What you are asked to do:
Can you write the next part of the news text below on the SDTC reviews, starting right after its final bullet point?

Text block:
- - - -

Folding SDTC into NRC-IRAP isn't going to solve the problem because Canada's cleantech funding programs are a "closed system" rife with bias and favourtism, she said. She cited an innovative cleantech company that tried to get support from NRC-IRAP, but couldn't because the frontline IRAP industrial advisor didn't like the company.

"This is a Canadian problem," Chahal said. If Canada really wants to solve it, it needs to bring in international experts in innovation to help design a support system with rigorous checks and balances, including "double-blind" funding decisions made by impartial, knowledgeable third parties, she said.

Champagne in his statement maintained that many measures recommended in the Auditor General’s report have already been implemented or are underway to address them.

Champagne said SDTC programming, as well as the NRC’s IRAP, will come together under the previously announced new Canada Innovation Corporation (CIC), creating a national-scale integrated platform to support business research and development, and innovation-driven growth. Once the CIC is established by 2026-27, SDTC and IRAP employees will be transitioned seamlessly, and their employment will continue under the CIC, he said.

No evidence to support allegations of a “toxic workplace” at SDTC

The first review of SDTC initiated by ISED, conducted by accounting firm Raymond Chabot Grant Thornton, detailed conflict-of-interest policy breaches and lax record keeping. It questioned $38 million in pandemic-relief payments to all SDTC companies in 2021 and 2022, including those in which directors had interests.

The other review initiated by ISED was by McCarthy Tétrault LLP, which the Minister of Justice and the Attorney General of Canada asked to conduct a fact-finding review of alleged breaches of labour and employment practices and policies at SDTC.

In its report, which ISED has now released, McCarty Tétrault found no evidence to support allegations of a “toxic workplace” at SDTC. Among the findings:

  • Current or former executives did not engage in the type of repetitive, vexatious or major incident conduct that would constitute harassment, bullying or workplace violence under applicable standards. The assertion that there was a “toxic workplace” was a minority view among participants and appears to be largely attributable to animosity towards leadership style and disagreement with management decisions, organizational changes and conflict of interest issues.
  • Decisions about restructuring or terminations were not made using discriminatory criteria, nor were they arbitrary and lacking reasonable business justification.

- - - -

Data for analysis:
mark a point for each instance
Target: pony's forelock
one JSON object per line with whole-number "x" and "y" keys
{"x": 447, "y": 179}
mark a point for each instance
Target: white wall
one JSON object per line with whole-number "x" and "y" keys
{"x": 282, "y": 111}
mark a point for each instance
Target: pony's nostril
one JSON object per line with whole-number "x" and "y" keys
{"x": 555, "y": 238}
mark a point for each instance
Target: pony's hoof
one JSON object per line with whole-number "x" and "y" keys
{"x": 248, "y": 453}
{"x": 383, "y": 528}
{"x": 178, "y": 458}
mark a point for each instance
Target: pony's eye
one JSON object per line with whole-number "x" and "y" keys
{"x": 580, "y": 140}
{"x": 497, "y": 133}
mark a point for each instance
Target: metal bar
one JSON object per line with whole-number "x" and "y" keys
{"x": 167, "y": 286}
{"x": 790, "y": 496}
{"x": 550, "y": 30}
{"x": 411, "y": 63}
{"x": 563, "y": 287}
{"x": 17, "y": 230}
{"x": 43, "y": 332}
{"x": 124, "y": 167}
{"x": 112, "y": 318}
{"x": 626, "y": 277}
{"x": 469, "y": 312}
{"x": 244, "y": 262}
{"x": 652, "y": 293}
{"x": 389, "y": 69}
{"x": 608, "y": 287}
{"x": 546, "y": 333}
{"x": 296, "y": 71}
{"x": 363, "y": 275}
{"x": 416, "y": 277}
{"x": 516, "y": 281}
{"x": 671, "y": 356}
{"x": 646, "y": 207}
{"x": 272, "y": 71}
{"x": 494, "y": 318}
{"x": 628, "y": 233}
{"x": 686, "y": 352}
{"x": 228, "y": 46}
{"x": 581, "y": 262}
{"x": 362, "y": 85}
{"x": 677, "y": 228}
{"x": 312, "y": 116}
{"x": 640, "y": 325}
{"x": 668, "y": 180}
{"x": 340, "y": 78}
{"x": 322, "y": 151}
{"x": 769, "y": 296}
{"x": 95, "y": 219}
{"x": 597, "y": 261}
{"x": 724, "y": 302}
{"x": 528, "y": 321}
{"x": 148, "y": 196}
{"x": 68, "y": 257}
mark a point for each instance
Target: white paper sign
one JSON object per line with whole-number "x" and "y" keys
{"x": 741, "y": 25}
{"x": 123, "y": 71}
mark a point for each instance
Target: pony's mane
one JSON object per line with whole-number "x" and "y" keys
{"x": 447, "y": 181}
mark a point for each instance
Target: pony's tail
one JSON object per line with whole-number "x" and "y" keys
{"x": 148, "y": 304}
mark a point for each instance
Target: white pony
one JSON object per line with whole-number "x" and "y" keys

- - - -

Exercise response:
  • Severance packages were within market expectations and NDA (non-disclosure agreement) terms and use were in keeping with customary employment practices.
  • Turnover in HR (human resources) was significant, and reliance on staffing agencies to fill HR roles caused many participants to feel under-served and under-supported by HR. “It is fair for some employees to have felt that HR was not a priority of SDTC leadership. The facts do not support, however, a finding that HR was deliberately ignored by SDTC or was an instrument manipulated by leadership.” In the two instances where a formal complaint was made, reasonable process was followed, and the complaints were appropriately addressed. HR policies were not lacking or deficient, and a confidential complaint procedure was available to employees. “The facts do not support a finding that employee turnover was related to a so-called ‘toxic workplace,’ or that turnover was unusually high.”
  • Voluntary turnover was not out of line with benchmarks, and for the most part, employees voluntarily left SDTC to pursue other opportunities in the industry (experiential and/or promotional), and not because of a negative work experience. The flat organizational structure left little room for advancement.
  • Key leadership positions were, in some cases, staffed with individuals who had personal/professional connections with executives. All had the requisite qualifications and experience for the roles. While it may not be contrary to policy or law, and not unusual in a niche inter-connected industry, this practice contributed to perceptions of favouritism, bias, and a lack of promotional opportunity and management support.